Excerpt to read.
━━━

Tourism like all other forms of human economic endeavour has its vulnerabilities. One year a vegetable farmer might have a bumper crop only to be wiped out a year later by a drought or a flood. Animal pathologies can kill off an entire herd. For one reason or another, as they say, ‘the bottom falls out of the
market.’ As the American historian Jon Meacham has pointed out human life is contingent, there are no afore seen and predictable outcomes.
In her address to the Caribbean World Tourism Forum Dr. Cameron listed a number of drawbacks to the Barbadian and regional hospitality regime that might justify a “rethink”. Some of these drawbacks are environmental, including natural habitat loss, reduction in biodiversity and lack of access to sites by locals, leading to feelings of dispossession and alienation. These are all manageable with the right policies that strike a balance between the economic claims of tourism and the legitimate concerns of the local populations.
What is more fundamental to policy rethinking are concerns about economic leakages and the fact that the financial returns from tourism may not be filtering down to the lower strata of the society, at least not to the extent that one might wish. The two are of course connected. If, for one reason or another much of the tourism revenues remains off-shore, then the trickle down may become a mere drip.
These concerns should not be left to talkative academic with talk of “the need to be creative and build resilience,” or flowering notions of “a great need for innovative models, new policy development and marketing objectives” with “a focus on exploring fund-raising opportunities and investments.” As the Barbados Hotel and Tourism Chairperson Renee Coppin has said, Rethinking Tourism “must be more than an intellectual pursuit, but a call to action and to change the industry for the better.” We are paying out too much money for too few outcomes
If we are seriously Re-thinking Tourism we should honestly look at expanding the country’s hospitality attractions that would keep the tourists returning to Barbados. It is amazing how many of our attractions have fallen by the wayside over the years. The Jolly Roger has gone as it priced itself out of the market. Others include the Bird Sanctuary at Graeme Hall, the Water Park at Balls in Christ Church and the ‘1627 and All That’ show near the old Pepperpot sight in Maxwell, which used to be well attended and of great interest to visitors who wanted to know something of the island’s history and culture. That show could be updated and performed twice a week at the Frank Collymore Hall or elsewhere during the tourist season. It would provide scope for actors, musicians , dancers, singers and the
truly creative. For years in relation to entertainment, our tourism product has become stale and outdated compared to what it was in the 1970’s.
My Canadian friends complain that apart from the beautiful beaches there is little for children to do here. Older folks complain of not having a club where more mature folks can dance to the oldies away from the noise of the youth, like the Flambeau Bar at the old Hilton hotel. There is no equivalent to the Alexandra’s Nightclub in Collymore Rock or the Limbo shows at the Paradise and the Island Inn. If we are serious about Re-thinking tourism we must think deep. Shallow platitudes will not
Finally, tourism is a product like any other. Barbados is an experience that we hope visitors will enjoy and pay for. Our product competes in a very high-end market with places like Cancun, Bali, the Maldives and Hawaii. It should be reasonably affordable, clean and safe, just beyond our guests’ imagination.
Ralph Jemmott is a retired educator and regular contributor on social issues.

━━━

Answer these questions about the piece on rethinking tourism in Barbados.
1. Which forum did Dr. Cameron address?
2. According to the piece, why is the Jolly Roger gone?
3. Which places does the piece name as competitors to Barbados in the high-end market?

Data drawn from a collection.
━━━

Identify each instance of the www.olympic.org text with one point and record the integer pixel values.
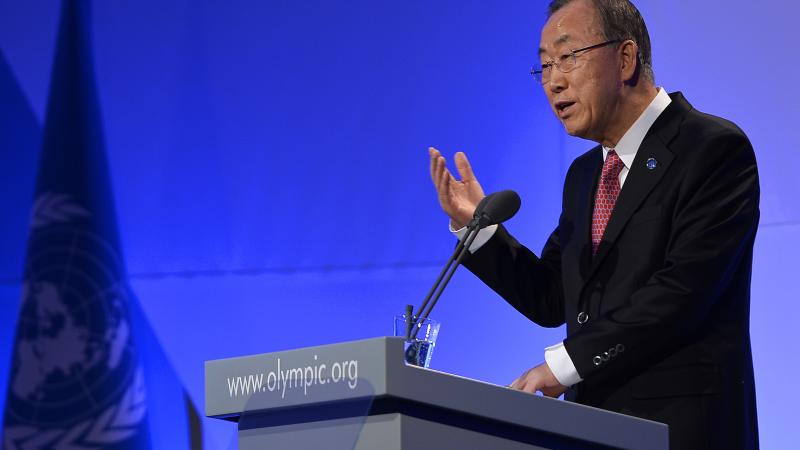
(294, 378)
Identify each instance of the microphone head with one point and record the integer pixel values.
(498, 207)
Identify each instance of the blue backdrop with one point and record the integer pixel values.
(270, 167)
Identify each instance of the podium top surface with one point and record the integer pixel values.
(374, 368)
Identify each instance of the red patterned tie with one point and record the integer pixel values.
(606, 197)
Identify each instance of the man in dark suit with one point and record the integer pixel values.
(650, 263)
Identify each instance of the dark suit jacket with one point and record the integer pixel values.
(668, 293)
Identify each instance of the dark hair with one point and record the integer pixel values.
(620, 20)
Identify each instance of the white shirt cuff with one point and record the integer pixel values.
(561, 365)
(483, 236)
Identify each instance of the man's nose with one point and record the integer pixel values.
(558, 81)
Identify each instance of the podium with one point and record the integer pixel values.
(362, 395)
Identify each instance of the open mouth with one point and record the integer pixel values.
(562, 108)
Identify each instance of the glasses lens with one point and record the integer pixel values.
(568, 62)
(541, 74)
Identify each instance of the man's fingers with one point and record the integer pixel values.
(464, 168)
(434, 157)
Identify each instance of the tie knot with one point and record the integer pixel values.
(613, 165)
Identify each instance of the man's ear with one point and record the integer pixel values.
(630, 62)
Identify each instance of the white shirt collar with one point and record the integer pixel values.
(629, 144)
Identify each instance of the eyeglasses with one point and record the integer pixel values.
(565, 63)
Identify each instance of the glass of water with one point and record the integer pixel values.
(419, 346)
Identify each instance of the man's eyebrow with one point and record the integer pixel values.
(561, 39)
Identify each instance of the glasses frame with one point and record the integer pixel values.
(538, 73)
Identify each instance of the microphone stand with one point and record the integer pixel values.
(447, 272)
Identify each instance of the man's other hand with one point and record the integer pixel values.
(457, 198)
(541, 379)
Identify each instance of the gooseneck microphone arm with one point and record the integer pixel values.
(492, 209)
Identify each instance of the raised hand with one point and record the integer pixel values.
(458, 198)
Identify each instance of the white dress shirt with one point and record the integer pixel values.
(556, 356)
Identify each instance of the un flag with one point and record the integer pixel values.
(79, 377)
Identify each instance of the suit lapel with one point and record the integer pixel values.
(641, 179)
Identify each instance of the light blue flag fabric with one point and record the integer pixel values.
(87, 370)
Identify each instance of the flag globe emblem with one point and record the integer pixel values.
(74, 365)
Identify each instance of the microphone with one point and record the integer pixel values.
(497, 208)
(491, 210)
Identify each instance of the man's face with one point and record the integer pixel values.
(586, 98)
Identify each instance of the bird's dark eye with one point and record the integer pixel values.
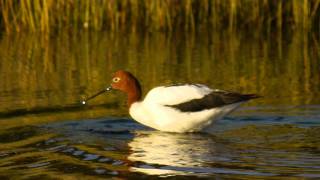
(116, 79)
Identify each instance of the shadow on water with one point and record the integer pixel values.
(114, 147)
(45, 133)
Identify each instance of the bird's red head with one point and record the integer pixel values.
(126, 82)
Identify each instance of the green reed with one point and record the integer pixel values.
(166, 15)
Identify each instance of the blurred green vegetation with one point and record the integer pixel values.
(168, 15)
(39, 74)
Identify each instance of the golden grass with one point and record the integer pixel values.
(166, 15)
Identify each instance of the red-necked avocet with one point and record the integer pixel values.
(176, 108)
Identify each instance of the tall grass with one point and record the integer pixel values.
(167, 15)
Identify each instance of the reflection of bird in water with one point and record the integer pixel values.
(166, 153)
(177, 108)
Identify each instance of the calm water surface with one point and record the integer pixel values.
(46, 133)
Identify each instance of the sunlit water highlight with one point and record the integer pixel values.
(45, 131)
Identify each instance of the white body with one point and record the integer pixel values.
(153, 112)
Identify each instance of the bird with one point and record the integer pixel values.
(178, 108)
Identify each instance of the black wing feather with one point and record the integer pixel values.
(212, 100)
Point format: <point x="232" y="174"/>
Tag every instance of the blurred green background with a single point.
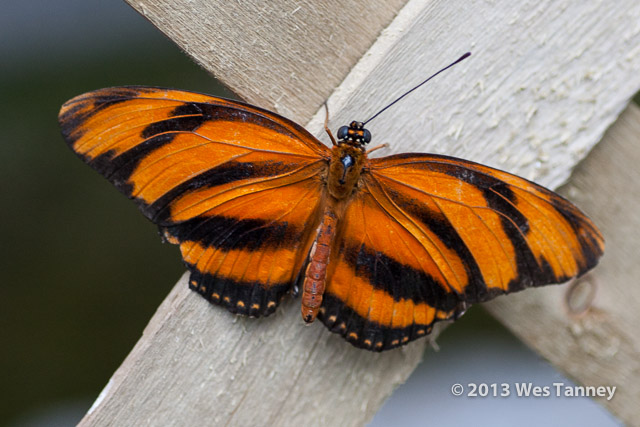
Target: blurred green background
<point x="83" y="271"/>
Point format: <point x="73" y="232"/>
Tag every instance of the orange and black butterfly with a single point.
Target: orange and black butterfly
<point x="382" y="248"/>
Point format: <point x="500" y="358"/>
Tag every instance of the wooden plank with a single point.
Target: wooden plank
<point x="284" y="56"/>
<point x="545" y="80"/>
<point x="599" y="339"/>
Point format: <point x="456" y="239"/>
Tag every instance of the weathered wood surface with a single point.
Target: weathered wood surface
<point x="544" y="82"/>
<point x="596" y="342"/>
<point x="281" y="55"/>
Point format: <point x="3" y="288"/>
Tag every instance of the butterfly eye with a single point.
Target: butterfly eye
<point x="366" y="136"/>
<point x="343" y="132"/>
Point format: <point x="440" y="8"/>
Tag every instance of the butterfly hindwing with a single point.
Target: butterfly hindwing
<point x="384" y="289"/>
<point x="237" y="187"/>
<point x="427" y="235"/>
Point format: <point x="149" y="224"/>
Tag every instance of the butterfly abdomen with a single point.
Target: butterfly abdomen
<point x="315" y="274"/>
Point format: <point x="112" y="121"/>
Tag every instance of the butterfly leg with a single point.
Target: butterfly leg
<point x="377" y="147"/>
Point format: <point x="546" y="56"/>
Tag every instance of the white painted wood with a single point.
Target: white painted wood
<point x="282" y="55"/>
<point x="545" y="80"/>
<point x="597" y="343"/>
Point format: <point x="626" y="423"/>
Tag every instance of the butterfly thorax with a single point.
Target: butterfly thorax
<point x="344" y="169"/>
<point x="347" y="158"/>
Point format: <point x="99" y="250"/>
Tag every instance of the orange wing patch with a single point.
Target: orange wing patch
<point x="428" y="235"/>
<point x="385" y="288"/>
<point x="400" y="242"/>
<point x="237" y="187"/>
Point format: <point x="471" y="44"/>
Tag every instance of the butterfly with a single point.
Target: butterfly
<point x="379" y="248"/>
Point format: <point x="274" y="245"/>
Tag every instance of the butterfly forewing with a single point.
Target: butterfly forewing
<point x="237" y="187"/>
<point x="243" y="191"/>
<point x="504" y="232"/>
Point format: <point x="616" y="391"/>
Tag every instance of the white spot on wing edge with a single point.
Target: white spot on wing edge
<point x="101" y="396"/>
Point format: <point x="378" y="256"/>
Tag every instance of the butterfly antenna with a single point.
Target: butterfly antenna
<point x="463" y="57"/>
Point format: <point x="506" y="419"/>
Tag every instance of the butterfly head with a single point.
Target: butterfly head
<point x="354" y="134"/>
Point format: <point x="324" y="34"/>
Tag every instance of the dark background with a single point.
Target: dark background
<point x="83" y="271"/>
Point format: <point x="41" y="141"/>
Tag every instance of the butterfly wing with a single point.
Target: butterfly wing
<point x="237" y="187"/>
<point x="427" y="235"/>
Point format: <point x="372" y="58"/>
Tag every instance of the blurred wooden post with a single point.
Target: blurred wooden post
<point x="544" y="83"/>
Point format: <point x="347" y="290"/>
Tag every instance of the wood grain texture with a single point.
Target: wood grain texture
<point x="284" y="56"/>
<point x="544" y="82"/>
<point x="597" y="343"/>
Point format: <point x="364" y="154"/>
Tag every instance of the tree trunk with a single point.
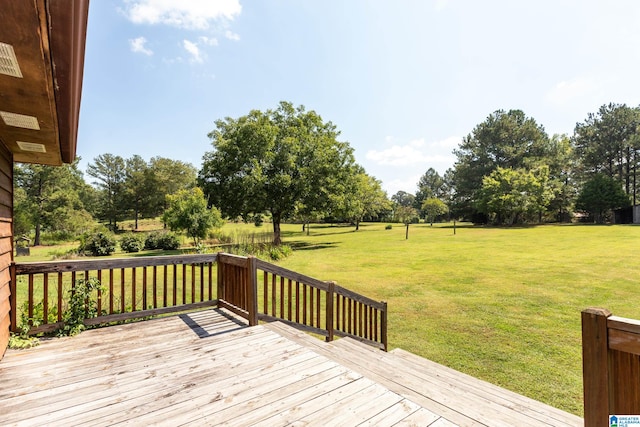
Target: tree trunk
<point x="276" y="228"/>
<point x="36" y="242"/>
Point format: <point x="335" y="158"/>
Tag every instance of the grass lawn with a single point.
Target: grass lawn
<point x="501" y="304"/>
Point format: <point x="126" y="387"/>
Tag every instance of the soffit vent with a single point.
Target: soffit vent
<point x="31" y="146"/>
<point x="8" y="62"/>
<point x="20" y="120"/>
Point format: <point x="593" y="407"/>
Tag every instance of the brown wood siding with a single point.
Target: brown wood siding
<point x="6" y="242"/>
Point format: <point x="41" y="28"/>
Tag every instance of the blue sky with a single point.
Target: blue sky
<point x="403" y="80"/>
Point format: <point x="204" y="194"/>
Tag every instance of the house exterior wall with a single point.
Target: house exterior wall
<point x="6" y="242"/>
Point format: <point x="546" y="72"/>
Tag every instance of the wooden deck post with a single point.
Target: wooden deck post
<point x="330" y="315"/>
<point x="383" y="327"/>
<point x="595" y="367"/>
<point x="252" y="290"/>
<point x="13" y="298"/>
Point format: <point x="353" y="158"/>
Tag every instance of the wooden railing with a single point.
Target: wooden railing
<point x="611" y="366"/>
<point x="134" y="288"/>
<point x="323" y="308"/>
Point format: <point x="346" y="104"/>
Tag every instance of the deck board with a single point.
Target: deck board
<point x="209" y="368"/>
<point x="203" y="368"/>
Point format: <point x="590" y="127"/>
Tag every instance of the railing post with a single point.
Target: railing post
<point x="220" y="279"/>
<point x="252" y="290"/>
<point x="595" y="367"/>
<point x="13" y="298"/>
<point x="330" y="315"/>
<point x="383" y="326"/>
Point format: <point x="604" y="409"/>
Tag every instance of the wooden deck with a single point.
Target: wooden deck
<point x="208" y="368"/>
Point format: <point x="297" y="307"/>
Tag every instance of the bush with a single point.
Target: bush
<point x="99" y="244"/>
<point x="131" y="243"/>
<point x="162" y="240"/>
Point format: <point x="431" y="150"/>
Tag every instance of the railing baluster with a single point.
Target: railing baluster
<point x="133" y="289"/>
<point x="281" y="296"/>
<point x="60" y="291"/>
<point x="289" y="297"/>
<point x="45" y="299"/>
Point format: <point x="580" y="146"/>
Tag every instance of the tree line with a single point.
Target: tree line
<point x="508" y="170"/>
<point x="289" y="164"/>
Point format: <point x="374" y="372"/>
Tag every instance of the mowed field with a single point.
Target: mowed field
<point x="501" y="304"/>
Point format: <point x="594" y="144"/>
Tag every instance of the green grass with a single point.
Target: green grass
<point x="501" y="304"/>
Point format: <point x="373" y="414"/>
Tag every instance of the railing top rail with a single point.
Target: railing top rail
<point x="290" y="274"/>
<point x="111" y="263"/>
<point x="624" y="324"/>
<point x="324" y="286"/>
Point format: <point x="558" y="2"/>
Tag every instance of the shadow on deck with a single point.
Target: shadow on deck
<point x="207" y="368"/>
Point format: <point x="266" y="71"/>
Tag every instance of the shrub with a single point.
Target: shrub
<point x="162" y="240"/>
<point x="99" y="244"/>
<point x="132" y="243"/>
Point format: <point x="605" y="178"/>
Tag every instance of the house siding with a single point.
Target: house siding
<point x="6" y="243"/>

━━━

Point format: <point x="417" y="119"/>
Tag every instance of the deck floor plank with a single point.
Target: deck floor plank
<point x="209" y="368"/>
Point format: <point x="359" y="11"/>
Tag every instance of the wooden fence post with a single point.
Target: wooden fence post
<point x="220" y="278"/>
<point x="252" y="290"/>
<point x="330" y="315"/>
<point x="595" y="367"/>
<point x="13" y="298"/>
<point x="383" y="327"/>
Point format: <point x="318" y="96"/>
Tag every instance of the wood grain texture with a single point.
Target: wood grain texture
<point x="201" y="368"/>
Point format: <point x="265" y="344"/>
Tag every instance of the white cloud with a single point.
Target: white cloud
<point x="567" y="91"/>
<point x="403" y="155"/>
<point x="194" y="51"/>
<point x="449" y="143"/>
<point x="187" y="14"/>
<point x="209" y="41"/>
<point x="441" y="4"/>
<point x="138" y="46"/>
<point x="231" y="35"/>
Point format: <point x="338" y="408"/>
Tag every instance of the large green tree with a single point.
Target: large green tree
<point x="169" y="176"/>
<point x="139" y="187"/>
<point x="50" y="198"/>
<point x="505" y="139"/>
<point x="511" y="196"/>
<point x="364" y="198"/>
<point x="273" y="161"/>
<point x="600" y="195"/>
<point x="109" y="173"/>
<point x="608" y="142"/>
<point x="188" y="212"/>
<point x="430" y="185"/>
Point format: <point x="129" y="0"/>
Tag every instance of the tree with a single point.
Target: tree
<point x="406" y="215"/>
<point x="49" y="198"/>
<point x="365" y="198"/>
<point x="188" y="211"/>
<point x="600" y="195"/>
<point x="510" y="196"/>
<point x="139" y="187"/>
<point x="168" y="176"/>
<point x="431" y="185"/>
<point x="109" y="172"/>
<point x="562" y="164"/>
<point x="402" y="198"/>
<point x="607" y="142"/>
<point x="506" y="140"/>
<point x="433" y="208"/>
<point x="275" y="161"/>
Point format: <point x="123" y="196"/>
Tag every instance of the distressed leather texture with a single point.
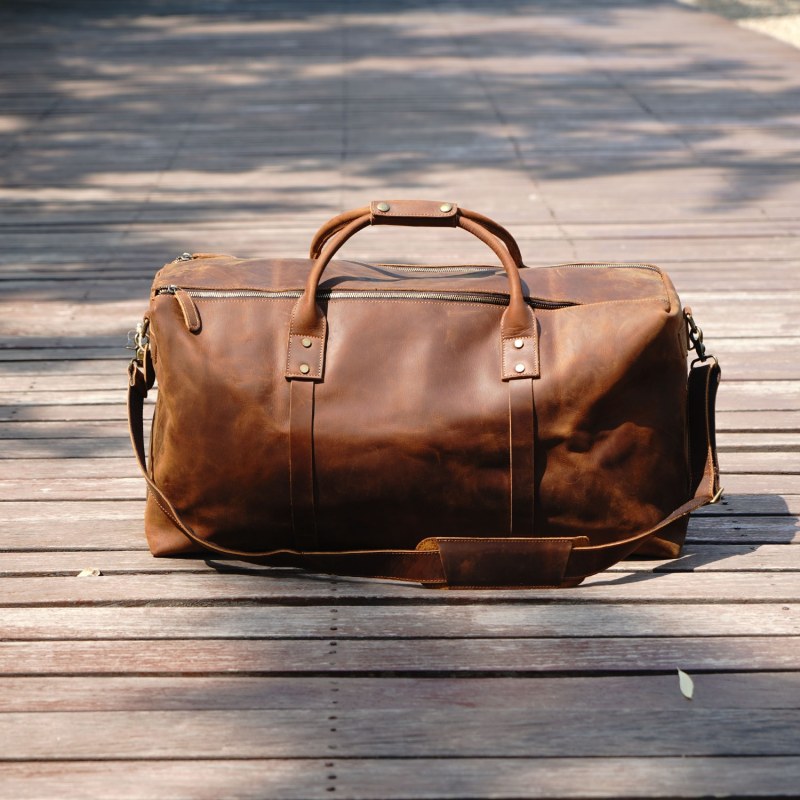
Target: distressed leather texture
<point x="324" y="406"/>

━━━

Response to the exercise.
1. The Caribbean World Tourism Forum.
2. It priced itself out of the market.
3. Cancun, Bali, the Maldives and Hawaii.